(Beginning of DATA FOR THIS TASK)

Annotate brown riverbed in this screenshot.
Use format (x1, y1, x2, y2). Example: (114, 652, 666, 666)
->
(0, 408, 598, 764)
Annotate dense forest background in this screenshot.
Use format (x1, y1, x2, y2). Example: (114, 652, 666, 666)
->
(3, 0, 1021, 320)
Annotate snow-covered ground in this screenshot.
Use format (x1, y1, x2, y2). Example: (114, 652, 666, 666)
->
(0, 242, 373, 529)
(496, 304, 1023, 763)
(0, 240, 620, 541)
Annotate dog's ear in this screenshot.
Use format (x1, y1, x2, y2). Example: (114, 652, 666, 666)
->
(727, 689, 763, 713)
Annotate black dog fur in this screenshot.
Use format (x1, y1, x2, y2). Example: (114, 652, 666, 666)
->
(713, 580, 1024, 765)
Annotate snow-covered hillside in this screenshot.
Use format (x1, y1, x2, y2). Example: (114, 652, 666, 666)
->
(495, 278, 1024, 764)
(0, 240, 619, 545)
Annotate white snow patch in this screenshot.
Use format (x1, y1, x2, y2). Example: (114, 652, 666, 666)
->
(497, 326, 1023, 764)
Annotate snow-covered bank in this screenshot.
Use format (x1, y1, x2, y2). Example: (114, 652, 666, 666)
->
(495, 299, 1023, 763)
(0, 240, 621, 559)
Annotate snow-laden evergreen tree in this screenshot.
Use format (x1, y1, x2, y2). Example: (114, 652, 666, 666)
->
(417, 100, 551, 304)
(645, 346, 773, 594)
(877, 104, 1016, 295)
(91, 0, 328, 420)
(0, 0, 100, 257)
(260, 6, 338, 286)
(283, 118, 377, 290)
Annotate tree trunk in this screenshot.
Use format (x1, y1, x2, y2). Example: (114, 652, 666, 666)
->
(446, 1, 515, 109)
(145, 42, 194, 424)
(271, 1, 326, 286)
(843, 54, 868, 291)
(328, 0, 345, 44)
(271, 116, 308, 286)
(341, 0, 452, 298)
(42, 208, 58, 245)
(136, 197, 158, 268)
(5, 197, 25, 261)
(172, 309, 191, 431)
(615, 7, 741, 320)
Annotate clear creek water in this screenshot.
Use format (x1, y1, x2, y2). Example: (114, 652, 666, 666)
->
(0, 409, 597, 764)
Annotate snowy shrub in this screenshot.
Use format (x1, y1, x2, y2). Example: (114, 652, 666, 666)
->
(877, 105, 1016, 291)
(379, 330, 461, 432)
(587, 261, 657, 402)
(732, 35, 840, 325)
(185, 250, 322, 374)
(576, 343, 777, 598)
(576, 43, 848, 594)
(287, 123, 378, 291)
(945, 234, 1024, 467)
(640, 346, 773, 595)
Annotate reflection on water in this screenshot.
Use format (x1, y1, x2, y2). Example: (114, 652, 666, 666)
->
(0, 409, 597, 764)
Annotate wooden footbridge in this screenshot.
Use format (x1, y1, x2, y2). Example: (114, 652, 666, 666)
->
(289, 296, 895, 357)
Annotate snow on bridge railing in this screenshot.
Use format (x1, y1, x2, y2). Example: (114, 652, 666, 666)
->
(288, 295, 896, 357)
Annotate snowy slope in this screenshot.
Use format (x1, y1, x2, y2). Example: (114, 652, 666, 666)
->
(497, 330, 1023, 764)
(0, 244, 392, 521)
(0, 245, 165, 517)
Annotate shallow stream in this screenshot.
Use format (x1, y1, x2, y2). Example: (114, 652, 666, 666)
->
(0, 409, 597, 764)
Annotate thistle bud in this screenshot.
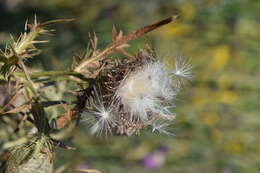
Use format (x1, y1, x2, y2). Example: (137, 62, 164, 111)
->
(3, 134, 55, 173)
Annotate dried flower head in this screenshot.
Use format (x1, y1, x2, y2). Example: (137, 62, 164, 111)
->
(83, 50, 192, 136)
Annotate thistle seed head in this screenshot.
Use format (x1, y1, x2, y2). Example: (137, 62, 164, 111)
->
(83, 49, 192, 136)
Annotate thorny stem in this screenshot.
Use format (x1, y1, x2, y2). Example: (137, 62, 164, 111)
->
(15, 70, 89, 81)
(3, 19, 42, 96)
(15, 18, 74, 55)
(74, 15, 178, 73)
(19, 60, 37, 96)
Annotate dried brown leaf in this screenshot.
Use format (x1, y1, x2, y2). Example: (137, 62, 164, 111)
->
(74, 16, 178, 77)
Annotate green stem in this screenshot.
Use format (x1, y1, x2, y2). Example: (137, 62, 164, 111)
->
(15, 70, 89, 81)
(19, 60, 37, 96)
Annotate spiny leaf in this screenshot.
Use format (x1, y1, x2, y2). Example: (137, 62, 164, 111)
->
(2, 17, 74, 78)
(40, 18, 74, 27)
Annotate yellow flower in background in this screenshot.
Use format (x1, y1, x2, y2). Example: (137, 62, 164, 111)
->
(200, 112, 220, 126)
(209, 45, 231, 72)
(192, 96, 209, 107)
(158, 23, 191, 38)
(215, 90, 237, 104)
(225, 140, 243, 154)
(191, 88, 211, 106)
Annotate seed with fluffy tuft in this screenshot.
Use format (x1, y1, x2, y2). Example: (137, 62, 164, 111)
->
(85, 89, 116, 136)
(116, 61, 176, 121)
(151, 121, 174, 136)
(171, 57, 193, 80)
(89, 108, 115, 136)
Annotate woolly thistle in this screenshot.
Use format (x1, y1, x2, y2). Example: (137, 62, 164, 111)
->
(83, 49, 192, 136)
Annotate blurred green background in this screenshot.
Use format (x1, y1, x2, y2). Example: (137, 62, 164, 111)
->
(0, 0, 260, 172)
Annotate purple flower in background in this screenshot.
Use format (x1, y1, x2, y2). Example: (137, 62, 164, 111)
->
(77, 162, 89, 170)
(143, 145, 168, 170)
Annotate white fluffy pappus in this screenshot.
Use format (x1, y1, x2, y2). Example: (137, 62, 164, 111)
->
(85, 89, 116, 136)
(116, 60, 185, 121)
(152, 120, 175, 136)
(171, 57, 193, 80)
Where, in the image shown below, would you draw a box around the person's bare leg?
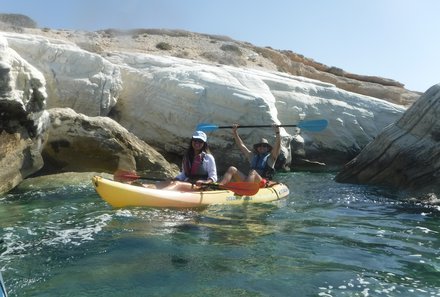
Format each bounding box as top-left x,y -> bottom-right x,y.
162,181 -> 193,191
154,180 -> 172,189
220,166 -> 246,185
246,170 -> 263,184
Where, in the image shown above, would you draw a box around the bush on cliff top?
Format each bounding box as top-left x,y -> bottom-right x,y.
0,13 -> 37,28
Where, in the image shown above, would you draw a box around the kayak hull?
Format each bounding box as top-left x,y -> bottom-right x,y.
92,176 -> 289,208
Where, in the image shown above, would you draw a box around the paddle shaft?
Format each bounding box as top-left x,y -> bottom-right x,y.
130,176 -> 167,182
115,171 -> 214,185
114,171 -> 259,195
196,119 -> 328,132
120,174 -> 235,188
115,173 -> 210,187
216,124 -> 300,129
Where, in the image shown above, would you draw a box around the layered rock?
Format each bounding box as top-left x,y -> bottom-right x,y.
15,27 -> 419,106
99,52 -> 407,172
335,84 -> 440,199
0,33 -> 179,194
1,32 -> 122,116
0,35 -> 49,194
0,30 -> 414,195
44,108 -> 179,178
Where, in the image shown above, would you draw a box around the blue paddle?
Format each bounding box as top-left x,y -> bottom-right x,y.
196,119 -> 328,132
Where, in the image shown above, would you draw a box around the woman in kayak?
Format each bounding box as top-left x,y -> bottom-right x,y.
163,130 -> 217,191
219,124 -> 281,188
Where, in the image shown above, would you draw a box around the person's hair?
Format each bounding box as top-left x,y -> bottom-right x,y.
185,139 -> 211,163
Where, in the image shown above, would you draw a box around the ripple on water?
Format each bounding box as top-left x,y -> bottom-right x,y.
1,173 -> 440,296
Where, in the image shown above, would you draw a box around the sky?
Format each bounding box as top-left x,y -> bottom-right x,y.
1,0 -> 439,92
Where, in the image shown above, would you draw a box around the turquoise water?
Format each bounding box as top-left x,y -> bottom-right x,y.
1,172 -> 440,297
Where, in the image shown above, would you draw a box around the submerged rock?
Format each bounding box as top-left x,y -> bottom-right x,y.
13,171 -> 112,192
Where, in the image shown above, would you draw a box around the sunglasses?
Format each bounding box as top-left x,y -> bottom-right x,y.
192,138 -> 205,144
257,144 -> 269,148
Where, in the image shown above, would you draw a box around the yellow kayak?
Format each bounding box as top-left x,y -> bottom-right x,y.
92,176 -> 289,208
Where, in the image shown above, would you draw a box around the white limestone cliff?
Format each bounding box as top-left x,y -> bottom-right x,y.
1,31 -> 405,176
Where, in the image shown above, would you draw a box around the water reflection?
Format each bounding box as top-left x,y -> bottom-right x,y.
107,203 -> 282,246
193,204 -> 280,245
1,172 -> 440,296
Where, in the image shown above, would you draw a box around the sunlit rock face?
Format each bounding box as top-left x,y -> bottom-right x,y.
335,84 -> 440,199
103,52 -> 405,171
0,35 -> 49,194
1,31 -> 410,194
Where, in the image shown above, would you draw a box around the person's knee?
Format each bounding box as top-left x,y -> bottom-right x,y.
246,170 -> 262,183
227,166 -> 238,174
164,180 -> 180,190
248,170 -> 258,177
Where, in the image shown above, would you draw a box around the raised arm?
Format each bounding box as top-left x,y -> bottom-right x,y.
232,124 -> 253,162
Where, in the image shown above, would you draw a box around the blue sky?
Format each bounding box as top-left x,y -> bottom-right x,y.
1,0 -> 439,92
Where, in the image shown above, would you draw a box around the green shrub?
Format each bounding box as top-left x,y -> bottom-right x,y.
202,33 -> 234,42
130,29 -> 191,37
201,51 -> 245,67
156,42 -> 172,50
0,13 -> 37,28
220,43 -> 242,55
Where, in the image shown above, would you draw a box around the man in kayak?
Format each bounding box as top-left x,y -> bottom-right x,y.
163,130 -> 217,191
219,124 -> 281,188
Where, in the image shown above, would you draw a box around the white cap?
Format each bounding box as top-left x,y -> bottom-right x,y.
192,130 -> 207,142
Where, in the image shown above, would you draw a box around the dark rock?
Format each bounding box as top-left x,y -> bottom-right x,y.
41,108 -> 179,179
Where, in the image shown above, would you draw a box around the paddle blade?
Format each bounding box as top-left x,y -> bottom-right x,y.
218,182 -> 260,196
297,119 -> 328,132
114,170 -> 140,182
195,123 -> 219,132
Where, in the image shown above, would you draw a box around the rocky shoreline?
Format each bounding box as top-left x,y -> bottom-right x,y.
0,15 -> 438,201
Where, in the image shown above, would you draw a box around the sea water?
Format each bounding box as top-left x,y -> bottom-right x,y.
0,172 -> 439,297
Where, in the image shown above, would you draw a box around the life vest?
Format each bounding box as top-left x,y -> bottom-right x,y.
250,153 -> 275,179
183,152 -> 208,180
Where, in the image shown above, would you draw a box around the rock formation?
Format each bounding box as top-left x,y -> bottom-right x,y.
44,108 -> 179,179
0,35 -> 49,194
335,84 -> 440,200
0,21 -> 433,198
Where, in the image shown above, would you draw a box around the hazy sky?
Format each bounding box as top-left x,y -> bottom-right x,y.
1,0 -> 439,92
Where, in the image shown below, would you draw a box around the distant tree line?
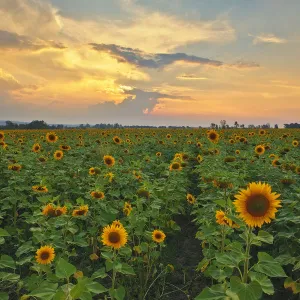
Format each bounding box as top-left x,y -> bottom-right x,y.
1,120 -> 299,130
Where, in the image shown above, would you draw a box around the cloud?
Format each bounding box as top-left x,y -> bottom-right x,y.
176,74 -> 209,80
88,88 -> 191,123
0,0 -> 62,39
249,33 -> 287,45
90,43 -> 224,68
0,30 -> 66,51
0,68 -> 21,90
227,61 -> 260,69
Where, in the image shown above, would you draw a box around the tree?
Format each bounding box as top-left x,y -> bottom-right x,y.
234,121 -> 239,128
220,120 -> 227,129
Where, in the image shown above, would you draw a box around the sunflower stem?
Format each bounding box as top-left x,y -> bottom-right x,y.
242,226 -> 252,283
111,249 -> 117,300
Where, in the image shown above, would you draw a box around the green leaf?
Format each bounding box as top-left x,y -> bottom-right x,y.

(End of DATA FOR THIS TASK)
(Beginning of DATA FOR THIS TASK)

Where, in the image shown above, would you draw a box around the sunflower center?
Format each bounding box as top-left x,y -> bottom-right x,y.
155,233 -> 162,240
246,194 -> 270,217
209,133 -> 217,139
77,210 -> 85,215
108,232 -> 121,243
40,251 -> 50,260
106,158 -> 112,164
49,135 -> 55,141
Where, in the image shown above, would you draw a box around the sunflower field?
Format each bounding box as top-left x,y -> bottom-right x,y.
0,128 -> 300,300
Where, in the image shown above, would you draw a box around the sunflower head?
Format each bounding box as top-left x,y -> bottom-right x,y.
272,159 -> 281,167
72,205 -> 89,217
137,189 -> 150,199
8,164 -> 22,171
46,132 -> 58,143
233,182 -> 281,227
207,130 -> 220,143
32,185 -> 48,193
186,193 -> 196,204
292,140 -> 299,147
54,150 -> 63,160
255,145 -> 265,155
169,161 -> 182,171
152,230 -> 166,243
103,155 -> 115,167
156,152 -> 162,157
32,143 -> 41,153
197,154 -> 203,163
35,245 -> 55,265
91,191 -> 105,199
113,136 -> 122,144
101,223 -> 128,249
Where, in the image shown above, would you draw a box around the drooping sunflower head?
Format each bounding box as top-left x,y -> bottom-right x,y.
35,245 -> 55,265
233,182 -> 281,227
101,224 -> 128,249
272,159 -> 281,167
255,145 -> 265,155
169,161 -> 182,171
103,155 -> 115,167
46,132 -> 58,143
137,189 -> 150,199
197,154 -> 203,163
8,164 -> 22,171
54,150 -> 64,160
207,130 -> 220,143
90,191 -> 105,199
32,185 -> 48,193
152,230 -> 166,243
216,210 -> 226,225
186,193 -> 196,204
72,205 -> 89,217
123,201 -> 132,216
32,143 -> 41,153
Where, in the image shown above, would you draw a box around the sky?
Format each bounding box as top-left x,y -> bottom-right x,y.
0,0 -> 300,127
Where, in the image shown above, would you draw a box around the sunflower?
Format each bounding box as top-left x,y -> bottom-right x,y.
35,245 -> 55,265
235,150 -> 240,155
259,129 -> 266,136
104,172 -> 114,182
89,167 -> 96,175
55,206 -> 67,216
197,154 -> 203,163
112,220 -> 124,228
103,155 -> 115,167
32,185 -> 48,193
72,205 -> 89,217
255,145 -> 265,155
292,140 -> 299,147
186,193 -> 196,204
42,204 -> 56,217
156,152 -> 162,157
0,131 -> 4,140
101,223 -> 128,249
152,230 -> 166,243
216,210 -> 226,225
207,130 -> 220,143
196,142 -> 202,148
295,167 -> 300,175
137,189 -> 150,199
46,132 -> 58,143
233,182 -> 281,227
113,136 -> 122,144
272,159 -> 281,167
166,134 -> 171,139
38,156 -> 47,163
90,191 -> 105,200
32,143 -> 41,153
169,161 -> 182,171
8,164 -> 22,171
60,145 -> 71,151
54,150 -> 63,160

(End of DATA FOR THIS TASK)

Your answer should be the lines above from the one containing "the paddle blade?" through the one containing "the sea water?", copied exactly and with both ends kept.

Where, in the image shown above, would you draw a box around the paddle blade?
Format each bounding box as top-left x,y -> bottom-right x,y.
218,182 -> 260,196
297,119 -> 328,132
114,170 -> 140,182
195,123 -> 219,132
Where, in the image shown above, would you draw a box around the rocky shoreline?
Format each bounding box as top-left x,y -> bottom-right x,y.
0,15 -> 438,201
Where, in the image shown above, would you draw a box around the sea water?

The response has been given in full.